BADANY TEKST>
+ + + + + + +

Shingeki no Bahamut: Genesis – odcinek 3

[HorribleSubs]_Shingeki_no_Bahamut_-_Genesis_-_03_[720p].mkv_snapshot_11.42_[2014.10.20_19.34.40]

Życie uciekiniera nie należy do najprzyjemniejszych, zwłaszcza kiedy kończą się fundusze, jednak dopóki ma się fach w ręku, zawsze jest nadzieja na lepsze jutro. „Jutro” Favara i Amiry zapowiada się bardzo mgliście, gdyż w poszukiwaniu kolejnego przestępcy trafiają do miasteczka Nebelville, żywcem wziętego z filmu Tima Burtona. Na szczęście dla bohaterów, Favaro wie, czego się spodziewać i dlatego czyni pewne przygotowania, które uchronią ich przed niebezpieczeństwem. Niestety nieco mniej szczęścia ma Kaisar, który trafia do miasteczka przypadkowo, uratowany przez jedną z mieszkanek niesławnej miejscowości. Na miejscu dowiaduje się, że wioskę nękają potwory, niszczące wszystko i porywające dzieci – oczywiście obiecuje rozprawić się z nimi, a że wszystko dookoła dosłownie krzyczy, że powinien brać nogi za pas i wiać, to nieistotny szczegół.

+ + + + + + +

ZEBRANE DANE>
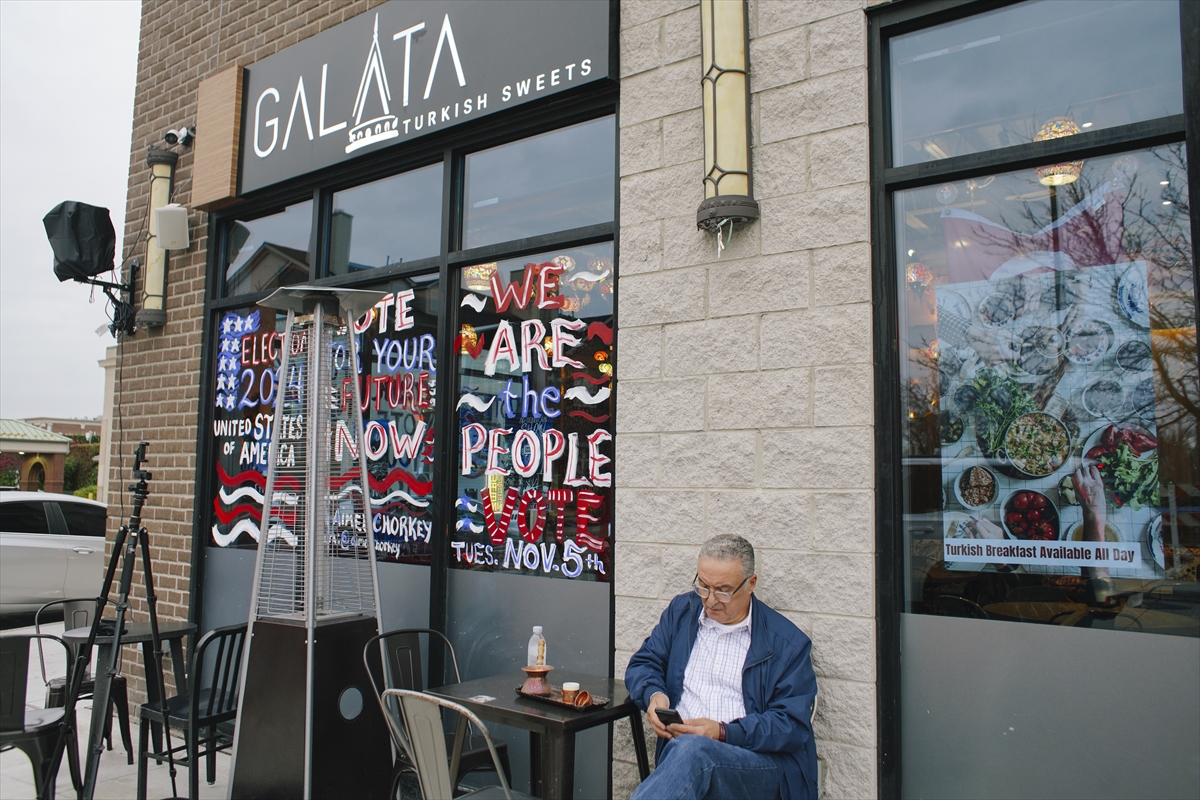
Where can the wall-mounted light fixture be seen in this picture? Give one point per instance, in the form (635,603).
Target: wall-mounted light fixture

+ + + + + + +

TWOJE ZADANIA>
[1] Do jakiego miasteczka trafiają Favaro i Amira w poszukiwaniu kolejnego przestępcy według badanego tekstu?
[2] Streść badany tekst w dwóch zdaniach.
[3] Przepisz fragment badanego tekstu, zaczynając od zdania ze słowami „Życie uciekiniera nie” i kończąc po słowach „to nieistotny szczegół.”. Wszędzie w tym fragmencie zamień „miasteczka” na „osady”.

ODPOWIEDZI DO ZADAŃ>
[1] Do miasteczka Nebelville.

[2] Favaro i Amira w poszukiwaniu kolejnego przestępcy trafiają do miasteczka Nebelville, a Favaro, wiedząc, czego się spodziewać, czyni przygotowania, które mają ich uchronić przed niebezpieczeństwem. Do tego samego miasteczka przypadkowo trafia uratowany przez jedną z mieszkanek Kaisar i obiecuje rozprawić się z potworami, które nękają wioskę, niszczą wszystko i porywają dzieci.

[3]
Życie uciekiniera nie należy do najprzyjemniejszych, zwłaszcza kiedy kończą się fundusze, jednak dopóki ma się fach w ręku, zawsze jest nadzieja na lepsze jutro. „Jutro” Favara i Amiry zapowiada się bardzo mgliście, gdyż w poszukiwaniu kolejnego przestępcy trafiają do osady Nebelville, żywcem wziętego z filmu Tima Burtona. Na szczęście dla bohaterów, Favaro wie, czego się spodziewać i dlatego czyni pewne przygotowania, które uchronią ich przed niebezpieczeństwem. Niestety nieco mniej szczęścia ma Kaisar, który trafia do osady przypadkowo, uratowany przez jedną z mieszkanek niesławnej miejscowości. Na miejscu dowiaduje się, że wioskę nękają potwory, niszczące wszystko i porywające dzieci – oczywiście obiecuje rozprawić się z nimi, a że wszystko dookoła dosłownie krzyczy, że powinien brać nogi za pas i wiać, to nieistotny szczegół.